## Task:
Could you set down exactly the lines in the records below between the line holding "Target: sparse grass" and the line holding "mark the white building", inclusive?

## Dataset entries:
§ §

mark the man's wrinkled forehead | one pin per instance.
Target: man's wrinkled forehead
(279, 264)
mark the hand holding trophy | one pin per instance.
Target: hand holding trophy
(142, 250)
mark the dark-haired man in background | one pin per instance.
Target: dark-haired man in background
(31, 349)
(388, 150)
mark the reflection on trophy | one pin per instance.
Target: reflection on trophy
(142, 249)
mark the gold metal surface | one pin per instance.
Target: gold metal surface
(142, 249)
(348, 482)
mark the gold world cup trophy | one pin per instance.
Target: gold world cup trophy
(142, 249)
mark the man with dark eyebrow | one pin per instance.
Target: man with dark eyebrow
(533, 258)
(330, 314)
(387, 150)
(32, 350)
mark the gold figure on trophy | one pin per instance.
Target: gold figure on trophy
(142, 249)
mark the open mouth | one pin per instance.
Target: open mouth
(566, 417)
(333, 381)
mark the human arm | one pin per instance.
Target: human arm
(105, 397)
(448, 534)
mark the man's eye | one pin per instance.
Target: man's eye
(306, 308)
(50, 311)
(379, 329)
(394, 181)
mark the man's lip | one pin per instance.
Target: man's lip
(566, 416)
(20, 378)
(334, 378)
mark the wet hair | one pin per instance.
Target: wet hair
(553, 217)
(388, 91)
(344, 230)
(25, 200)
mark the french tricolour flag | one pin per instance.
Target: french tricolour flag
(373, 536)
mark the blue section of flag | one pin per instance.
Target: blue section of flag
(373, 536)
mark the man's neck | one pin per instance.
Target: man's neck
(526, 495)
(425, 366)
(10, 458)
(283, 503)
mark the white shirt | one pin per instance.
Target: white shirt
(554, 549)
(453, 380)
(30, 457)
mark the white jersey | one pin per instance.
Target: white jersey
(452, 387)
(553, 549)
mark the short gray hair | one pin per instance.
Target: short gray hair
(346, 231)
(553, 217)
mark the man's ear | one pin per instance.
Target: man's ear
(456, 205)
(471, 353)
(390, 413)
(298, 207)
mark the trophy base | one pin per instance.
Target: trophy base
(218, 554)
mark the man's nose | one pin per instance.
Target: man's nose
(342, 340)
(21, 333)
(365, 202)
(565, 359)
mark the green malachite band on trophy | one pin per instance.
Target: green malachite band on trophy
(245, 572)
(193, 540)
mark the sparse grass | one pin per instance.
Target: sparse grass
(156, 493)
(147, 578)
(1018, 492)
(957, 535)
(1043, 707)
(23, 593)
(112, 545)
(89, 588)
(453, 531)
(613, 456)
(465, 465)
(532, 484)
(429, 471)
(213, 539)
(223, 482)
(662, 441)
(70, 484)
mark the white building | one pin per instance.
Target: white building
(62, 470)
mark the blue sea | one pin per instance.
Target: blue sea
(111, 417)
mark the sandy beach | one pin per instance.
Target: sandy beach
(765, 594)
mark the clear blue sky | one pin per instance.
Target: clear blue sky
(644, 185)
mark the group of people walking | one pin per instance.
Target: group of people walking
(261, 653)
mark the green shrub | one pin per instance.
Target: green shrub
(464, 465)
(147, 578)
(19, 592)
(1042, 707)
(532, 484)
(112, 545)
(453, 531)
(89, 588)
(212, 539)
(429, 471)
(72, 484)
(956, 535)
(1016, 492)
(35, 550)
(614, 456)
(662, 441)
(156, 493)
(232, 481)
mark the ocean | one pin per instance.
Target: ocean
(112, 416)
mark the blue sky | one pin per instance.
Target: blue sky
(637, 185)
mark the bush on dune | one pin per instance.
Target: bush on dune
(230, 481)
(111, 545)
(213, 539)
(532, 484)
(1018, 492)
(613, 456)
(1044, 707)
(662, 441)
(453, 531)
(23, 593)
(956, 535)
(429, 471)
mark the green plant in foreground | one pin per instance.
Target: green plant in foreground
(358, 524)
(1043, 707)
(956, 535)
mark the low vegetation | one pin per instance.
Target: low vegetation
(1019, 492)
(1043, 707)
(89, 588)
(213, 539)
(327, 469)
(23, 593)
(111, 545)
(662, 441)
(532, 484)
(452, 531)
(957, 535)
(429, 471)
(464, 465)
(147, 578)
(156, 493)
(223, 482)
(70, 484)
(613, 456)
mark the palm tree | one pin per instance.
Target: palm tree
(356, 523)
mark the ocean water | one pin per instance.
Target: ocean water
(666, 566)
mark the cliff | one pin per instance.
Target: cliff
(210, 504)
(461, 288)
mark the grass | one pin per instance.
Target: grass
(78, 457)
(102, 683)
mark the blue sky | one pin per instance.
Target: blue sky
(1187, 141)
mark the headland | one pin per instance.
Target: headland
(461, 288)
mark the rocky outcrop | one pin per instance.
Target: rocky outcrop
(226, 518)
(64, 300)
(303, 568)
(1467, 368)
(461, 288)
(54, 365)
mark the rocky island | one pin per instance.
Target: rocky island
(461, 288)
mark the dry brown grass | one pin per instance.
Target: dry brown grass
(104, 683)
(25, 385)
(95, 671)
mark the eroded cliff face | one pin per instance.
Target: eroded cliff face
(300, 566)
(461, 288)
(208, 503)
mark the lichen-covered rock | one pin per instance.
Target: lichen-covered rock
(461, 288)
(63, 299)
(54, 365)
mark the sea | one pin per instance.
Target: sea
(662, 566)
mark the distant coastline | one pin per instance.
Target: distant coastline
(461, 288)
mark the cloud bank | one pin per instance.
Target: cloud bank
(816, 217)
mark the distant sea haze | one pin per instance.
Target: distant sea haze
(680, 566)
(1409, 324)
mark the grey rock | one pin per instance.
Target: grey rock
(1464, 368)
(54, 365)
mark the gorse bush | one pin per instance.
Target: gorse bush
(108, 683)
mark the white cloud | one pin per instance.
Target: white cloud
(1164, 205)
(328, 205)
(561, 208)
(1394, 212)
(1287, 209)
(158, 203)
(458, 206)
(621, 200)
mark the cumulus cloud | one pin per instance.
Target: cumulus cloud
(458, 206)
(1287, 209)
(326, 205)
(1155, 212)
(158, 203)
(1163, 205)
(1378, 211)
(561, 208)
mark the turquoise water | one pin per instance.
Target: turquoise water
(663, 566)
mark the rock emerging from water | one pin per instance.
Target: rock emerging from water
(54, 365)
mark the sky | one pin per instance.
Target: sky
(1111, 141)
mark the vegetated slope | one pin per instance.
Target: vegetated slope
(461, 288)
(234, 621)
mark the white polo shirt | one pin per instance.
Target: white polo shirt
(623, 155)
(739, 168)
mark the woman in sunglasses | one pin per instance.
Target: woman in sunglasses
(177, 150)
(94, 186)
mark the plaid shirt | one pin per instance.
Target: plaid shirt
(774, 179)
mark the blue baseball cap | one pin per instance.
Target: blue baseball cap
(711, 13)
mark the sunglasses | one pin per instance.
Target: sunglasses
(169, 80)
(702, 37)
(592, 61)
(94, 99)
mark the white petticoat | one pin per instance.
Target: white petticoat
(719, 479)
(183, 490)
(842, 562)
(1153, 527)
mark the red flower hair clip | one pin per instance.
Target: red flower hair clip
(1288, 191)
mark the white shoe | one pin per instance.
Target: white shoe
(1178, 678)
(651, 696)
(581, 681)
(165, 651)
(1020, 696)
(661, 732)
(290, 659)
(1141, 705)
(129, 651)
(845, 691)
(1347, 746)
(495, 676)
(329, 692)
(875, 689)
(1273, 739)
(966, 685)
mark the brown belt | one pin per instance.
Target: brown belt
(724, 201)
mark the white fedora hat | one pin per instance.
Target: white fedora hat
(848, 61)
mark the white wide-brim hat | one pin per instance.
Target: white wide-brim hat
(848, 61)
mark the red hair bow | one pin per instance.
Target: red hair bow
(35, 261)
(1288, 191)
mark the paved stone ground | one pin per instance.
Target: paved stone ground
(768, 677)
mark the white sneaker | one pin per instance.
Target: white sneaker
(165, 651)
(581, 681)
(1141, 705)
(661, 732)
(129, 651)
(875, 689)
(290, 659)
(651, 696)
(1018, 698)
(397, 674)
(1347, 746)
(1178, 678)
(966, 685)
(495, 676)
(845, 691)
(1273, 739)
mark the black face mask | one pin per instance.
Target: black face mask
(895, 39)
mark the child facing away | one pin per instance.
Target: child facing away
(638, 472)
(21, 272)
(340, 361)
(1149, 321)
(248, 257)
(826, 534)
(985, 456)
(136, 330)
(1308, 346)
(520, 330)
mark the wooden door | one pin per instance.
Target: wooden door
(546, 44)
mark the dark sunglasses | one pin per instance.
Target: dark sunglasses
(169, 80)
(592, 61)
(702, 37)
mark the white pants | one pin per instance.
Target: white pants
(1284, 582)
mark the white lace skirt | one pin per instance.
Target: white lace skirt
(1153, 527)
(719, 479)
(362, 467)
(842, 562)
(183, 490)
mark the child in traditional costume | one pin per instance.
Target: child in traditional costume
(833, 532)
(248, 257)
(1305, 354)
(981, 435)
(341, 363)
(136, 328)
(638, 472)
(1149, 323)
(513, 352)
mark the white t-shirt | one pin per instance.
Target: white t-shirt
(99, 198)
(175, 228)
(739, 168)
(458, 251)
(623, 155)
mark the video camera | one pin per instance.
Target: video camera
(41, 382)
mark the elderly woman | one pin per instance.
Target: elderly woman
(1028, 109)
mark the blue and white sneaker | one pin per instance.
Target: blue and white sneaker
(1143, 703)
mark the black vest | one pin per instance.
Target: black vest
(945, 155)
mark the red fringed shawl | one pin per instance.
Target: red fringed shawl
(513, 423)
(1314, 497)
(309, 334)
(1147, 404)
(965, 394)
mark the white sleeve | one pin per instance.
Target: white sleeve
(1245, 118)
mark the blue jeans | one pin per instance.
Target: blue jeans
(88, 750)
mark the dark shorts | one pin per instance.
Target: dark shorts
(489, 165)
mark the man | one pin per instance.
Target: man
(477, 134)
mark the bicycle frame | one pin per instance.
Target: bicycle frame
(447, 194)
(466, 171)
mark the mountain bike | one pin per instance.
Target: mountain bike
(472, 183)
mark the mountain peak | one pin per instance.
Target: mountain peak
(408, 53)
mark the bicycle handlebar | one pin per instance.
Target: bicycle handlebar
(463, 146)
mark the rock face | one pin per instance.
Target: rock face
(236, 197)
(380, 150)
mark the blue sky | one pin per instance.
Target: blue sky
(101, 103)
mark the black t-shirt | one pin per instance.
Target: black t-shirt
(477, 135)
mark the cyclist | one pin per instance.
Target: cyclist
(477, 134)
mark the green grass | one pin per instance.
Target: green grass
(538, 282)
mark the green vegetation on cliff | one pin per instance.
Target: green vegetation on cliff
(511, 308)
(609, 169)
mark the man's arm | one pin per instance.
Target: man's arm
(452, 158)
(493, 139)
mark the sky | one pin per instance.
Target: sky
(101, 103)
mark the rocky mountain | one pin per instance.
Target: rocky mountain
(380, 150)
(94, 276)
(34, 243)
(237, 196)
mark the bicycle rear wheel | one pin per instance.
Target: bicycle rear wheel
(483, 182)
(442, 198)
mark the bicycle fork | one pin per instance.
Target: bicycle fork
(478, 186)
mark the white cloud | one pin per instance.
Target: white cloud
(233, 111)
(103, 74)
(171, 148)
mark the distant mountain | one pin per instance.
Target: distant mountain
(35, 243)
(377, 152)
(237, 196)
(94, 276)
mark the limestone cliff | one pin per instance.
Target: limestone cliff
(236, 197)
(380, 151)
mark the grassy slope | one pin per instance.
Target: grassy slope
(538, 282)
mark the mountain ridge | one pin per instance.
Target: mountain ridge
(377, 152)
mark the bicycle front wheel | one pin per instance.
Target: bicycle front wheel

§ §

## Answer below:
Target: sparse grass
(156, 493)
(147, 578)
(1018, 492)
(957, 535)
(1043, 707)
(23, 593)
(112, 545)
(89, 588)
(453, 531)
(613, 456)
(465, 465)
(532, 484)
(429, 471)
(213, 539)
(223, 482)
(662, 441)
(70, 484)
mark the white building | one pin per instance.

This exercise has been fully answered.